Data rows:
::::

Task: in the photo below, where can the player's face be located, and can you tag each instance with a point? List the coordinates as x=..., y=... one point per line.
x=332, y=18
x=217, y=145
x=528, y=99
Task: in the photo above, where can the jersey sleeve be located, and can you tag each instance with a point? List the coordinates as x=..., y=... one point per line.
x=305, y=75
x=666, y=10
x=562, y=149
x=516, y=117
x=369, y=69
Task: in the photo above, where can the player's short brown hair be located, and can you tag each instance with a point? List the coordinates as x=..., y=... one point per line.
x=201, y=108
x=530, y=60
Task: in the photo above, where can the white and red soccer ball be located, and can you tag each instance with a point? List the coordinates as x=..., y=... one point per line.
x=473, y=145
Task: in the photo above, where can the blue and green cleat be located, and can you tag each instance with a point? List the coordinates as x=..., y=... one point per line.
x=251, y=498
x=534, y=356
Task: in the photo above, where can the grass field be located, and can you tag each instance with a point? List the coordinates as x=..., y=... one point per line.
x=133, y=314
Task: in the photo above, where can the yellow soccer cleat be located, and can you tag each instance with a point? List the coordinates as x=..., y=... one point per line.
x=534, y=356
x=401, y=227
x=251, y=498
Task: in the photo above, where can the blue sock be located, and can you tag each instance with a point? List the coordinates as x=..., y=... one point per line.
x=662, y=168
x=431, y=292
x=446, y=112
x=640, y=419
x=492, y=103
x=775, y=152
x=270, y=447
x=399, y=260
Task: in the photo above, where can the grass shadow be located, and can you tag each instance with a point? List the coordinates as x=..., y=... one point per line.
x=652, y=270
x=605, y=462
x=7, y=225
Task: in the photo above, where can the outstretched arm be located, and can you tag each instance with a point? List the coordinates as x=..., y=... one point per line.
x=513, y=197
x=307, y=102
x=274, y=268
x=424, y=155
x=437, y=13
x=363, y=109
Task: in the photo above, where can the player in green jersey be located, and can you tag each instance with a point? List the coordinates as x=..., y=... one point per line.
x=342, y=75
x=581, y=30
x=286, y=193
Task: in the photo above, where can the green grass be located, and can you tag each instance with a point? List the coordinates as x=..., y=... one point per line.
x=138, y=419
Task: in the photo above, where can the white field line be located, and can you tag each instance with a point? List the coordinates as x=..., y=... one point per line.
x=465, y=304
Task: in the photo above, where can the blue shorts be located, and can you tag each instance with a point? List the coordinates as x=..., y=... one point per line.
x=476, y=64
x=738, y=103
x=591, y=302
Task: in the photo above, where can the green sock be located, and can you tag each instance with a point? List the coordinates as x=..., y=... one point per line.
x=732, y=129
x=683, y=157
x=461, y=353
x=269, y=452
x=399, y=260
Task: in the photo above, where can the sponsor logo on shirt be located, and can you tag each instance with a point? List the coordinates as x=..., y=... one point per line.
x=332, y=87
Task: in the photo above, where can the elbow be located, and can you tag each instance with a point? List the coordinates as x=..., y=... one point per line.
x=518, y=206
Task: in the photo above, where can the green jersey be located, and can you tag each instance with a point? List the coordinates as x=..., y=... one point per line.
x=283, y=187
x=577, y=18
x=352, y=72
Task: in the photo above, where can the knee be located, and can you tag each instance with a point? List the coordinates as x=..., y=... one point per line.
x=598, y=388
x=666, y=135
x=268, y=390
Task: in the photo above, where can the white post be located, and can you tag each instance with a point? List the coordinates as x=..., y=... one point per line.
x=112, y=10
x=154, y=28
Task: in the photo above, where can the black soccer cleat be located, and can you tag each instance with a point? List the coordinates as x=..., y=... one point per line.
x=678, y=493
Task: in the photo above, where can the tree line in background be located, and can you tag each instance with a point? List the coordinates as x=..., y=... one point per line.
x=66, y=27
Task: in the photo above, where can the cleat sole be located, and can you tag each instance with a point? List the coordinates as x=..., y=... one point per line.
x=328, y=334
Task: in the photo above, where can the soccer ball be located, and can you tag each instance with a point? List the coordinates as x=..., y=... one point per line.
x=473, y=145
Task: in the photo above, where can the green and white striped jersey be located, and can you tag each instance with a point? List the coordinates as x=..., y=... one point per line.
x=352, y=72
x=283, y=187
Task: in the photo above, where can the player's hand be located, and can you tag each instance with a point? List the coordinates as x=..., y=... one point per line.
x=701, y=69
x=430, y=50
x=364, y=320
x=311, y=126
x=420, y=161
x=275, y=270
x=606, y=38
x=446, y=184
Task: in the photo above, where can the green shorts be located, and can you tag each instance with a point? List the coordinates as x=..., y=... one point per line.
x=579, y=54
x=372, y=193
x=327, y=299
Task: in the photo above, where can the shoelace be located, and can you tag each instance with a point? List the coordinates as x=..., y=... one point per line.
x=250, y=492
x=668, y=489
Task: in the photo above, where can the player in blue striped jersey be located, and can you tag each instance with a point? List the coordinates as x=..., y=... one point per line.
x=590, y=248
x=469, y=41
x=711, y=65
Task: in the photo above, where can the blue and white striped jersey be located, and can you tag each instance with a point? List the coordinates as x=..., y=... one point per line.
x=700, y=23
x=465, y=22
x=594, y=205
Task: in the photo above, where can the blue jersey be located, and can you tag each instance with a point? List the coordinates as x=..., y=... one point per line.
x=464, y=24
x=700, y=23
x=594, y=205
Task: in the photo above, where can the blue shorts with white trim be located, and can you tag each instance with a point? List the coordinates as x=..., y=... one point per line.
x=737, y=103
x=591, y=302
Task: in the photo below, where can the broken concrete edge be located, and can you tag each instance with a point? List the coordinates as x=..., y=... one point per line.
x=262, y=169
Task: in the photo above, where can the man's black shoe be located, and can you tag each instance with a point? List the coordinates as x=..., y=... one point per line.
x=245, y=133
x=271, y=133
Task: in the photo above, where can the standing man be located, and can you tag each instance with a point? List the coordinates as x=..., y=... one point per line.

::::

The exercise: Copy all the lines, exactly.

Written response:
Task: in the photo below, where can the player's face be located, and can you tag each instance with a point? List the coordinates as x=..., y=... one point per line.
x=332, y=18
x=217, y=145
x=528, y=99
Task: in the photo above, where can the jersey sleeve be located, and can you tag each instance with a point? List the coordinates as x=..., y=... one point per line.
x=305, y=75
x=666, y=10
x=562, y=149
x=516, y=117
x=369, y=69
Task: in the photo above, where can the player's short brown hair be located, and can you tag each instance with a point? List the coordinates as x=..., y=... one point per line.
x=201, y=108
x=530, y=60
Task: in the photo above, where can the white and red soccer ball be located, and can you tag each instance with a point? List the coordinates as x=..., y=... one point per line.
x=473, y=145
Task: in the photo above, where can the blue and green cleat be located, and can you tag each instance with a point? List the coordinates as x=..., y=... one point per line.
x=251, y=498
x=534, y=356
Task: in the photo above, where can the grass field be located, and can you tag each instance with a point? List the coordinates as x=..., y=... one point per line.
x=133, y=314
Task: in the photo above, where can the yellow soccer cleat be located, and can you tag each instance with a point? List the coordinates as x=..., y=... one point per line.
x=534, y=356
x=401, y=227
x=251, y=498
Task: in the photo above, where can the blue sock be located, and can you tag each instance with a point? List the coordinates as x=..., y=... one point per line.
x=662, y=168
x=431, y=292
x=446, y=112
x=640, y=419
x=492, y=103
x=775, y=152
x=270, y=447
x=399, y=260
Task: in the photo above, where can the grass shadow be located, and can you tag each instance with a point? List the coordinates as x=..., y=... one point per line.
x=652, y=270
x=605, y=462
x=7, y=225
Task: in the photo above, where can the outstretched arm be located, and can you tag each instance with a point? List the coordinates as x=..., y=... one point per line.
x=513, y=197
x=307, y=102
x=274, y=268
x=424, y=155
x=437, y=13
x=363, y=109
Task: in the photo above, where can the player in green jersey be located, and can you tag each instance with a point? List the coordinates as x=..., y=... one point per line.
x=342, y=75
x=581, y=30
x=286, y=193
Task: in the photo above, where can the green grass be located, and can you tag each instance with a point? List the coordinates as x=..., y=... one point per line.
x=138, y=419
Task: in the photo above, where can the white field line be located, and can you tag each instance with a point? List the coordinates as x=..., y=... one point per line.
x=465, y=304
Task: in the photo above, where can the blue shorts be located, and can you tag each instance with a point? List the coordinates as x=..., y=... one point per line.
x=476, y=64
x=738, y=103
x=591, y=302
Task: in the photo above, where can the green sock be located, and can you tag each instance with a point? List the coordinates as x=..., y=... one point per line.
x=732, y=129
x=683, y=157
x=461, y=353
x=269, y=452
x=399, y=260
Task: in the photo above, where can the sponsor logo on shirt be located, and can you tag each instance with a point? List the coordinates as x=..., y=... one point per line.
x=332, y=87
Task: in the photo above, where can the elbow be located, and can you tag each instance with a point? List the coordinates as x=..., y=... one point per line.
x=518, y=206
Task: in the photo above, where can the green jersey be located, and can you tag each instance with a point? List the coordinates as x=..., y=... one point per line.
x=283, y=187
x=577, y=18
x=352, y=72
Task: in the photo above, where can the knee be located, and can you tag each instance with a point? List the coordinates as x=..., y=... one point per line.
x=598, y=388
x=666, y=135
x=268, y=390
Task: in the photo above, where can the white post be located, and can you tag each instance with a point? List the coordinates as x=..., y=... one point per line.
x=112, y=10
x=154, y=28
Task: in the photo above, where can the black soccer cleat be located, and can you tag each instance with a point? List the coordinates as x=..., y=... one point per line.
x=678, y=493
Task: in the photo above, where can the tree line in background be located, and can you tag each instance with a point? List the coordinates as x=..., y=... one point per line.
x=66, y=27
Task: in the photo above, where can the cleat sole be located, and can you tag each instance with a point? List the coordinates as x=..., y=... one point per line.
x=328, y=334
Task: in the photo above, where can the soccer ball be located, and can you tag each instance with a point? List the coordinates as x=..., y=... one point per line.
x=473, y=145
Task: in the photo above, where can the green and white striped jersey be located, and can you tag each instance with a point? List the coordinates as x=..., y=... one point per line.
x=352, y=72
x=283, y=187
Task: in the photo above, where can the player's hand be located, and can you tag each instance with a point? List the coordinates as x=..., y=... one point per line.
x=701, y=69
x=430, y=50
x=364, y=320
x=311, y=126
x=420, y=161
x=275, y=270
x=606, y=38
x=446, y=184
Task: in the photo above, where can the green shorts be located, and can you tag each instance with a point? List the coordinates as x=..., y=... one point per line.
x=579, y=54
x=372, y=193
x=327, y=299
Task: in the photo above, where can the shoelace be located, and can you tag each instance with a point? List the coordinates as x=..., y=... one point per line.
x=250, y=492
x=668, y=489
Task: in the photo above, where can the player in blue striped jersey be located, and can you tag each instance with a point? List the coordinates as x=..., y=... one point per line.
x=590, y=248
x=469, y=41
x=711, y=65
Task: in the photo above, where can the blue and white striped jersey be located, and can you tag each instance with a point? List the coordinates as x=..., y=... one point per line.
x=700, y=23
x=465, y=22
x=594, y=205
Task: in the photo above, where can the blue jersey be located, and can you tag each instance with a point? List the coordinates as x=..., y=... one point per line.
x=464, y=24
x=700, y=23
x=594, y=205
Task: in the photo above, where can the blue shorts with white trim be located, and can you tag each instance with a point? List the coordinates as x=..., y=... one point per line.
x=737, y=103
x=591, y=302
Task: in the photo below, where can the broken concrete edge be located, and can you tag each instance with a point? List the coordinates as x=..., y=... one point per line.
x=262, y=169
Task: in the photo above, where can the man's black shoe be located, and can you tag each instance with a point? List the coordinates as x=..., y=... one point per line.
x=245, y=133
x=271, y=133
Task: in the photo above, where can the standing man be located, and can you tag each instance with a point? List the coordinates as x=..., y=... one point per line.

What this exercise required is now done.